> [PASSAGE SHOWN]
/---
Date Approved


Graduate Degree Type


Degree Name

Health Sciences (M.H.S.)

Degree Program

Biomedical Sciences

First Advisor

Debra Burg, Ph.D

Second Advisor

Dave W. Chesla, PA-ASCP, MHA

Third Advisor

John Capodilupo, Ph.D

Academic Year



Background: Inflammatory Bowel Disease (IBD) affects as many as 1.3 million Americans and includes both ulcerative colitis (UC) and Crohn’s disease (CD). Recent practices have moved towards using immunomodulators early in the course of disease to prevent disease progression. Patients have shown improved outcomes on immunomodulators compared to aminosalicylates, and reduced risk for tachyphylaxis compared to corticosteroid treatment. Thiopurine agents such as azathioprine and 6-mercaptopurine are immunomodulators often used to treat IBD. Unfortunately, many patients experience cytotoxicity from thiopurine use. Recent studies have shown that patients deficient in thiopurine-S-methyltransferase (TMPT), produce an overabundance of the therapeutic end product, 6-thioguanine nucleotide (6-TGN), causing toxicity leading to apoptosis in all types of immune cells. In this study we investigated whether pre-emptive genotyping for TPMT would allow customized doses of thiopurines based on TPMT status and whether knowing this genotyping would reduce the risk of adverse events without compromising disease control.

Methods: A retrospective study using an available data set identified 30 adults over 18 with CD or UC. Patients were included in the study if their TPMT genotype and phenotype, 6-TGN and 6- MeMPN levels, and disease exacerbation were recorded. Using Fisher’s Exact test for statistical analysis, genotype was compared to phenotype (enzyme activity), metabolite levels, and toxicity/exacerbation. Phenotype was compared to metabolite levels.

Results: Genotype and enzymatic activity were not independent of each other. Subjects with a mutant TPMT genotype were more likely to respond to thiopurine therapies. Genotype was not indicative of high risk for hepatotoxicity, and there was no significant relationship between enzyme activity and metabolite levels. Lastly, there was no relationship between genotype and toxicity.

Conclusions: Multiple studies have studied dose escalation based on genotype alone. However, genotype does not take into consideration confounding factors that might impact patient outcomes when using thiopurine therapy for IBD. This would include rare deficiency alleles, true phenotypic expression, other genetic polymorphisms, and most importantly polypharmacy. Thiopurine interaction with ASAs, benzoic acid derivatives, non-steroidal anti-inflammatory drugs, and methotrexate have been shown to influence TPMT enzyme activity. Whether this is due to allosteric inhibition or competitive inhibition has yet to be discovered.
\---
> [LISTED RECORDS]
/---
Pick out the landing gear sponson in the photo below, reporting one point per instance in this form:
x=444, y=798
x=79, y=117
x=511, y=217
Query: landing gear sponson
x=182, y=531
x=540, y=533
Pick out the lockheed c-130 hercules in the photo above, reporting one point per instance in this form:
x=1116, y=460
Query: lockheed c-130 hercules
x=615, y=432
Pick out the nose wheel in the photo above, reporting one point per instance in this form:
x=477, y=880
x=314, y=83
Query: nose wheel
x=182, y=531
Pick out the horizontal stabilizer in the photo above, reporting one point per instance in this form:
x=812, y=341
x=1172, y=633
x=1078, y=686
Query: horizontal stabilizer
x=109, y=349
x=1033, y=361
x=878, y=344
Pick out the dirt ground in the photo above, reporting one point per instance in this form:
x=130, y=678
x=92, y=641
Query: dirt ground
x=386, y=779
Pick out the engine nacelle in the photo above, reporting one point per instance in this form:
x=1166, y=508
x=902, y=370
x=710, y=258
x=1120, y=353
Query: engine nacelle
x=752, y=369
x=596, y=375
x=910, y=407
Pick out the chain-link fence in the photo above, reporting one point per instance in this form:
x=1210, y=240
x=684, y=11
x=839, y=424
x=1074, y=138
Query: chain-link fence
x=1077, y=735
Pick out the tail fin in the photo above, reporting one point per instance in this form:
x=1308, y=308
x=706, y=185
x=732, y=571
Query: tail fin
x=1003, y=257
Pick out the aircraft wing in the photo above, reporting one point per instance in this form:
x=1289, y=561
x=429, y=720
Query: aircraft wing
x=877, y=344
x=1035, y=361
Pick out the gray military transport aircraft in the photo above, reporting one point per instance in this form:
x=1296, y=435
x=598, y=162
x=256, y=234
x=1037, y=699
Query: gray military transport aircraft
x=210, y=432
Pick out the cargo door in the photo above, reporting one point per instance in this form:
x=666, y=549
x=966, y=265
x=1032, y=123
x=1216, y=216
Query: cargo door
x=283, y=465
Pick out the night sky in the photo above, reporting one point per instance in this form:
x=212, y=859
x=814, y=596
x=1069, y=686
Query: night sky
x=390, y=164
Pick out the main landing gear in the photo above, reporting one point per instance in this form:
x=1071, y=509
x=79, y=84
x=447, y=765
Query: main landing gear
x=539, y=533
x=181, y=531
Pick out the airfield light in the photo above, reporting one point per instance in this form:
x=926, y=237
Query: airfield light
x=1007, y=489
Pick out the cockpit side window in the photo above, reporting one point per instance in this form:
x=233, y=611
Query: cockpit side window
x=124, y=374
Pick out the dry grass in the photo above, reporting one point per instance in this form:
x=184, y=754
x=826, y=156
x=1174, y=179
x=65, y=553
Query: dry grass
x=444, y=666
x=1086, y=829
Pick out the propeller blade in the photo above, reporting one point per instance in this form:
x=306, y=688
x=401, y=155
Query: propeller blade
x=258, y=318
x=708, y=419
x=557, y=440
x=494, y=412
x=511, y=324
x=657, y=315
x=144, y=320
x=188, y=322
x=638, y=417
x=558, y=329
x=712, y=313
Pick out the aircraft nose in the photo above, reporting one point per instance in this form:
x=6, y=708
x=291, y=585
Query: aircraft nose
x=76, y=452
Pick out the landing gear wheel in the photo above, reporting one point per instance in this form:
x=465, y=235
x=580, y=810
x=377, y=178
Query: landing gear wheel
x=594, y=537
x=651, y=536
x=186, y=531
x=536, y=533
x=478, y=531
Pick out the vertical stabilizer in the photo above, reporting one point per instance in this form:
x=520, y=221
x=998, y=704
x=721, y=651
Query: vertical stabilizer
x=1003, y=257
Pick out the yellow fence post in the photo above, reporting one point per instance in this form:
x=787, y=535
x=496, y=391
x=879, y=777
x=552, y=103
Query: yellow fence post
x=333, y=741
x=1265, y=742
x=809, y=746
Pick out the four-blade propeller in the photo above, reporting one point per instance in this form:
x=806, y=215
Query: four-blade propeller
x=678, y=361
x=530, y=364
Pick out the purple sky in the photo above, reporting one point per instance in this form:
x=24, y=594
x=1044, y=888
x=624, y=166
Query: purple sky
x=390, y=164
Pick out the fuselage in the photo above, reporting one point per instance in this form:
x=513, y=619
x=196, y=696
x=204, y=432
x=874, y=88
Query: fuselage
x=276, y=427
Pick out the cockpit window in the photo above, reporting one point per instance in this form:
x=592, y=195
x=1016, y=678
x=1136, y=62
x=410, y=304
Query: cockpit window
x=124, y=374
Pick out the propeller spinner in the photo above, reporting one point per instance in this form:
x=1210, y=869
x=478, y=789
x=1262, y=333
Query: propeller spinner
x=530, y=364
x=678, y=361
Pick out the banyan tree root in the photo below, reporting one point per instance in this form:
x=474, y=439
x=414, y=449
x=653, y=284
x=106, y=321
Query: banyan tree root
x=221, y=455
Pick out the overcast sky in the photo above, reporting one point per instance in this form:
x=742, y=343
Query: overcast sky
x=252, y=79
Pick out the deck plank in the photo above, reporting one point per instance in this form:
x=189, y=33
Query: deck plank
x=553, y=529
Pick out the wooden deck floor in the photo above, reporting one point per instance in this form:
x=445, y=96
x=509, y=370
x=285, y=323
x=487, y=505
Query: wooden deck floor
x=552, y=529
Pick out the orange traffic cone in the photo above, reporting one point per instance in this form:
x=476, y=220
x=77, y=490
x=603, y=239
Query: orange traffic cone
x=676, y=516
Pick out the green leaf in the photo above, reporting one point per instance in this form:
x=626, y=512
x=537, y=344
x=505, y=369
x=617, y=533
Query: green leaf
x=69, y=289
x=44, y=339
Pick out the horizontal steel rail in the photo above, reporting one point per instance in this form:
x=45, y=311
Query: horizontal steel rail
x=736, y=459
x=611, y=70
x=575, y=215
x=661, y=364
\---
> [WHAT YOU NEED TO DO]
1. Rewrite the passage of the thiopurine abstract starting at "Conclusions: Multiple studies" and ending at "to be discovered.", with "concurrent medication use" in place of "polypharmacy".
2. Translate this sentence from the thiopurine abstract into Spanish: "Lastly, there was no relationship between genotype and toxicity."

> [PER-TASK OUTPUTS]
1.
Conclusions: Multiple studies have studied dose escalation based on genotype alone. However, genotype does not take into consideration confounding factors that might impact patient outcomes when using thiopurine therapy for IBD. This would include rare deficiency alleles, true phenotypic expression, other genetic polymorphisms, and most importantly concurrent medication use. Thiopurine interaction with ASAs, benzoic acid derivatives, non-steroidal anti-inflammatory drugs, and methotrexate have been shown to influence TPMT enzyme activity. Whether this is due to allosteric inhibition or competitive inhibition has yet to be discovered.

2. Por último, no hubo relación entre el genotipo y la toxicidad.